• **What you will do**
Transcribe the rows below verbatim, omitting the pictures from your transcription.

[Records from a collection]
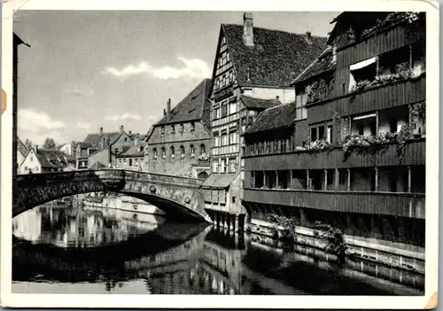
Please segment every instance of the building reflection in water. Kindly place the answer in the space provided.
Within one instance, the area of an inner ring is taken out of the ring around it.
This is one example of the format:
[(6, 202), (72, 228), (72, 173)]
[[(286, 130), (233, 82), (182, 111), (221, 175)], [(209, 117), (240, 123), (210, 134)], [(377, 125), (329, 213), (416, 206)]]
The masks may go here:
[[(139, 293), (153, 294), (424, 293), (419, 274), (356, 260), (338, 266), (318, 249), (288, 251), (269, 238), (169, 223), (152, 214), (41, 206), (14, 218), (13, 233), (32, 242), (15, 241), (12, 276), (17, 284), (27, 282), (31, 292), (39, 292), (33, 286), (42, 282), (82, 284), (84, 292), (97, 284), (119, 292), (135, 284), (140, 288), (142, 282)], [(48, 252), (42, 245), (71, 253)], [(92, 247), (108, 245), (113, 248)]]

• **Solution to the problem**
Please segment every instance of the building reflection in water. Kindly place the answer in the space provided.
Within one instance, the area of an inner ring is taken out of the ring around it.
This is one example of the format:
[(6, 202), (72, 228), (72, 173)]
[[(286, 130), (233, 82), (182, 111), (221, 175)], [(209, 117), (240, 123), (210, 134)], [(377, 125), (329, 213), (416, 206)]]
The masks may go here:
[[(139, 293), (153, 294), (424, 293), (419, 274), (356, 260), (338, 266), (318, 249), (288, 251), (269, 238), (169, 223), (152, 214), (41, 206), (14, 218), (13, 233), (32, 242), (15, 241), (12, 276), (17, 284), (27, 282), (31, 292), (39, 292), (33, 286), (42, 282), (82, 284), (84, 292), (97, 284), (119, 292), (135, 284), (140, 288), (142, 282)], [(48, 252), (42, 245), (71, 253)], [(92, 247), (108, 245), (113, 248)]]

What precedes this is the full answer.